- **Exercise objective**
Provide a character-exact reproduction of the lines from the line with "it for castle" to the end of the entries.

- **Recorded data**
◇ ◇ ◇ ◇ ◇

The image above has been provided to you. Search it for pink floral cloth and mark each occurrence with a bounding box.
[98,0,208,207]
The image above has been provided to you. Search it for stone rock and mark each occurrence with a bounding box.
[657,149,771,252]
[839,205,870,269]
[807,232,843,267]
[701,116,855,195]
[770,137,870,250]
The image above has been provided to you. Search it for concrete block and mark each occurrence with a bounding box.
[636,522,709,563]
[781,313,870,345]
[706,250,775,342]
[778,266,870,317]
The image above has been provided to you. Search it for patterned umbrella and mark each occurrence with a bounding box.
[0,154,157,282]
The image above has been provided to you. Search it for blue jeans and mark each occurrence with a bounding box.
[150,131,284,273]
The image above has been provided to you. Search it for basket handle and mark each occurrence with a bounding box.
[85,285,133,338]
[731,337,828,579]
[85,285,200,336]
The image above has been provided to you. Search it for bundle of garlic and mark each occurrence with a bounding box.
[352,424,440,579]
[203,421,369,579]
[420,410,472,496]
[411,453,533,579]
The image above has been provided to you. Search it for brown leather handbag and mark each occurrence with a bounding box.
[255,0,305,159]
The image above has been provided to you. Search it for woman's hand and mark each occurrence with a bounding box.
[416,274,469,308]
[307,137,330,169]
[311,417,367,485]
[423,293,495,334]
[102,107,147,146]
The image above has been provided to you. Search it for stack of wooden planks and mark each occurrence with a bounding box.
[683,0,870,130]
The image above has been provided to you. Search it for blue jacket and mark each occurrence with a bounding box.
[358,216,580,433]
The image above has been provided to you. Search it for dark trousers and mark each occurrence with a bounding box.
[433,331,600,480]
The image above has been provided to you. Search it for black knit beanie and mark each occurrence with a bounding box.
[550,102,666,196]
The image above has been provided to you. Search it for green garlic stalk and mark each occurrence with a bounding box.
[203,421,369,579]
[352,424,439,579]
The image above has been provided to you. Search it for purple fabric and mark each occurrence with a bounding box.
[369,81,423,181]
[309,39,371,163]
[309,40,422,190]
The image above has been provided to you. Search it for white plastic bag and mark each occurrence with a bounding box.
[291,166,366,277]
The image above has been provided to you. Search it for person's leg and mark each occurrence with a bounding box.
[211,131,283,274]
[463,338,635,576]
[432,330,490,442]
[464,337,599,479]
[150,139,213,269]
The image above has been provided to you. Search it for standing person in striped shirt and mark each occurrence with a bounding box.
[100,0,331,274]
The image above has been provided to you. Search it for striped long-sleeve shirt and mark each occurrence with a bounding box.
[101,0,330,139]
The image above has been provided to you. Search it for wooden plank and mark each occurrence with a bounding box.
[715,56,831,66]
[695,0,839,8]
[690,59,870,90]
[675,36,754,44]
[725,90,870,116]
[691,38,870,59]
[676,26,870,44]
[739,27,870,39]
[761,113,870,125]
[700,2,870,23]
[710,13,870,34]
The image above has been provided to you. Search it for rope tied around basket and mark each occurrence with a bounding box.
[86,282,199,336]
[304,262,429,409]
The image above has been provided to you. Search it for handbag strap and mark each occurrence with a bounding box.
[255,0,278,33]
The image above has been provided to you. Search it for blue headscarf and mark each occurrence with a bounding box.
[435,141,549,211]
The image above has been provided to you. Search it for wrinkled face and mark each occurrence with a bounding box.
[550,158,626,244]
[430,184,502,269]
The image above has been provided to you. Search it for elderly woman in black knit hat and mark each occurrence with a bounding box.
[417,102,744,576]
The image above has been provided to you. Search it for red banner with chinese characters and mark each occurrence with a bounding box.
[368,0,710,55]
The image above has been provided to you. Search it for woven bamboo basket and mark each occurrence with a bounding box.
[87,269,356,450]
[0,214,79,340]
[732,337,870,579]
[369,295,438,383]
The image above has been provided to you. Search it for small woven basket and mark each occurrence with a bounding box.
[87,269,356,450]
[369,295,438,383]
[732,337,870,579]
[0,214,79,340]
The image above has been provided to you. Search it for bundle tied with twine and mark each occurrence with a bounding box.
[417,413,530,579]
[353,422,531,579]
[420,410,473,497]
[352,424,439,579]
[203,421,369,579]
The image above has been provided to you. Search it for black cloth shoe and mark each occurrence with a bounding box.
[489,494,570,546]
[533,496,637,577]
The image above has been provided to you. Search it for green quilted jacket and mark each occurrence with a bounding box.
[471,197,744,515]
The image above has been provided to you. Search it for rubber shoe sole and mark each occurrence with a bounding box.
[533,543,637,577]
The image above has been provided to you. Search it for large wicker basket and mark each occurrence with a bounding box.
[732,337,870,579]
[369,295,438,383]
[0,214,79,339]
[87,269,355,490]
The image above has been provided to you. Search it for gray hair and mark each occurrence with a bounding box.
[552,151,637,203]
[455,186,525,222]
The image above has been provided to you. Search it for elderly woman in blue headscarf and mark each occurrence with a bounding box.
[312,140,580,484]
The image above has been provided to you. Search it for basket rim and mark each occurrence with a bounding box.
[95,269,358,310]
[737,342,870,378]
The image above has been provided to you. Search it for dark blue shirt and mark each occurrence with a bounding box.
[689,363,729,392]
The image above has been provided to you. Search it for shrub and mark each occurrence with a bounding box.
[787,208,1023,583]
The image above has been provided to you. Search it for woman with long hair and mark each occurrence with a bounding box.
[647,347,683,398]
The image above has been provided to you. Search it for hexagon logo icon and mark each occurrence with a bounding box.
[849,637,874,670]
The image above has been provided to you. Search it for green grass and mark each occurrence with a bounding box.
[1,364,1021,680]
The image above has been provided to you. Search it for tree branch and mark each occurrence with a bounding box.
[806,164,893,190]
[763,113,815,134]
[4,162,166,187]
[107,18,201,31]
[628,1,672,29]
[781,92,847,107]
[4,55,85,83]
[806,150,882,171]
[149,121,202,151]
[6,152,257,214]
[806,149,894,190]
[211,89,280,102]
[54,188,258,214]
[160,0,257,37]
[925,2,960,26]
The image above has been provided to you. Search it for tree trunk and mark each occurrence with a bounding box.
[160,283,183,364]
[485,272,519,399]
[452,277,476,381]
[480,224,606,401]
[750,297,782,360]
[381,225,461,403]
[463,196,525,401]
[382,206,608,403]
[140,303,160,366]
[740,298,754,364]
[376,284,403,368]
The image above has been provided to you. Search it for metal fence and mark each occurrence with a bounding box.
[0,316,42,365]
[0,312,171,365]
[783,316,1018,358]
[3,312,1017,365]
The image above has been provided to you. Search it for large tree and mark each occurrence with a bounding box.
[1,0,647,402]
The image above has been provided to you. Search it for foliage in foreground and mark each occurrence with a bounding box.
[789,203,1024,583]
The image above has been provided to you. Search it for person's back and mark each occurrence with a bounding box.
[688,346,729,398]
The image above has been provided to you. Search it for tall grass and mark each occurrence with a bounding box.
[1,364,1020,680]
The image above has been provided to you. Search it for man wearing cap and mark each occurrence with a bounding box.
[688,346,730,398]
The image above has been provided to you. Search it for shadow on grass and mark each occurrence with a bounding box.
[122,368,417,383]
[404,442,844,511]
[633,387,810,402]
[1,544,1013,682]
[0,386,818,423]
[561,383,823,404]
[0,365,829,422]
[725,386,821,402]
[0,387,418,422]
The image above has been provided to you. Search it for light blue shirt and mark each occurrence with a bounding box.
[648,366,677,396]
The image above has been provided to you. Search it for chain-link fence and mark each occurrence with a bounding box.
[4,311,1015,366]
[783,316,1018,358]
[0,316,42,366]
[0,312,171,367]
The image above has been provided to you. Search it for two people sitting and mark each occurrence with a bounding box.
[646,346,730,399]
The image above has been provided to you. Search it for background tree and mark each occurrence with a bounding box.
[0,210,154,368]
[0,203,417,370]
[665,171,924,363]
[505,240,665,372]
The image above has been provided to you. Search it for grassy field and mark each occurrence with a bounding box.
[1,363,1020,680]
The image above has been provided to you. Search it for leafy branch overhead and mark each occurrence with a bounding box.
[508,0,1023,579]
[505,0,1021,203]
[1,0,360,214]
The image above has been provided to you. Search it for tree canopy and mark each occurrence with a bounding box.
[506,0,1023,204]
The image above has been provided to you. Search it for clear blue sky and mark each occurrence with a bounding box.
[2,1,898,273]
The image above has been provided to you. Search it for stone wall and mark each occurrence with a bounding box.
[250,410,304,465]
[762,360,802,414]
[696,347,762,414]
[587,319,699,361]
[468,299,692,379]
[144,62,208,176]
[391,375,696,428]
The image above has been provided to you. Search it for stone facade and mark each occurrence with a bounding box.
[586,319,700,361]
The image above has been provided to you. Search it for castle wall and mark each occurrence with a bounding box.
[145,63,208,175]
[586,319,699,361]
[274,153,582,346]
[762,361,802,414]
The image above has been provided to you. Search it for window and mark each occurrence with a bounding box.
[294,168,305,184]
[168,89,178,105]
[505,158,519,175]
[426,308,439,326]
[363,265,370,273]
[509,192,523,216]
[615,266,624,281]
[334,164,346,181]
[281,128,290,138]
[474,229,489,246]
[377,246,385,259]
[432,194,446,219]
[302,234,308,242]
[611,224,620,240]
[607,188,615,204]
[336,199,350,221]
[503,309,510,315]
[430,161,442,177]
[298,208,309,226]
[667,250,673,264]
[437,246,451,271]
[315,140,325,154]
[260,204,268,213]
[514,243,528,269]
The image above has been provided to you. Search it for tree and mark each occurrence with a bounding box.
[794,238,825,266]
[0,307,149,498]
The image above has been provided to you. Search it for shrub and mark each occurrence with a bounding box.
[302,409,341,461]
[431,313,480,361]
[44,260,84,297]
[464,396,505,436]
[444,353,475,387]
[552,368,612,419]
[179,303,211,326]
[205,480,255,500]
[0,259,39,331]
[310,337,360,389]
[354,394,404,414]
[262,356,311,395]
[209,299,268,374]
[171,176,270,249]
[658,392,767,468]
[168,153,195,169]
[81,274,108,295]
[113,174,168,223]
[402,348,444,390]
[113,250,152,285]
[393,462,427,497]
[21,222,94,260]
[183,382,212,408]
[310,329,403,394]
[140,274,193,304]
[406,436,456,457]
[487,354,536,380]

◇ ◇ ◇ ◇ ◇

- **Exercise response**
The image above has been provided to you. Search it for castle wall and mark each occurrence with a bounding box.
[145,63,208,175]
[586,319,699,361]
[274,153,582,346]
[762,361,802,414]
The image above has been provided to you. Search it for window and mark each occurrence with a bounding box.
[294,168,305,184]
[168,89,178,105]
[505,158,519,175]
[426,308,439,326]
[363,265,370,273]
[509,192,523,216]
[615,266,624,281]
[334,164,346,181]
[281,128,290,138]
[474,229,489,246]
[377,246,385,259]
[432,194,446,219]
[302,234,308,242]
[611,224,620,240]
[607,188,615,204]
[336,199,350,221]
[503,309,510,315]
[430,161,442,177]
[298,208,309,226]
[667,250,673,264]
[437,246,451,271]
[315,140,325,154]
[260,204,268,213]
[514,243,528,269]
The image above has been provided to you. Search it for tree and mark each occurrence with a bounding box.
[794,238,825,266]
[0,307,149,498]
The image above has been provided to you. Search it for shrub and mark each occurrence with a bounding box.
[302,409,341,461]
[431,313,480,361]
[44,260,84,297]
[464,396,505,436]
[444,353,475,387]
[552,368,612,419]
[179,303,211,326]
[205,480,255,500]
[0,259,39,331]
[310,337,360,389]
[354,394,404,414]
[262,356,311,395]
[209,299,268,374]
[171,176,270,249]
[658,392,767,468]
[168,153,195,169]
[81,274,108,295]
[113,174,168,223]
[402,348,444,390]
[113,250,152,285]
[393,462,427,497]
[21,222,94,260]
[183,382,212,408]
[310,329,403,394]
[140,274,193,304]
[406,436,456,457]
[487,354,536,380]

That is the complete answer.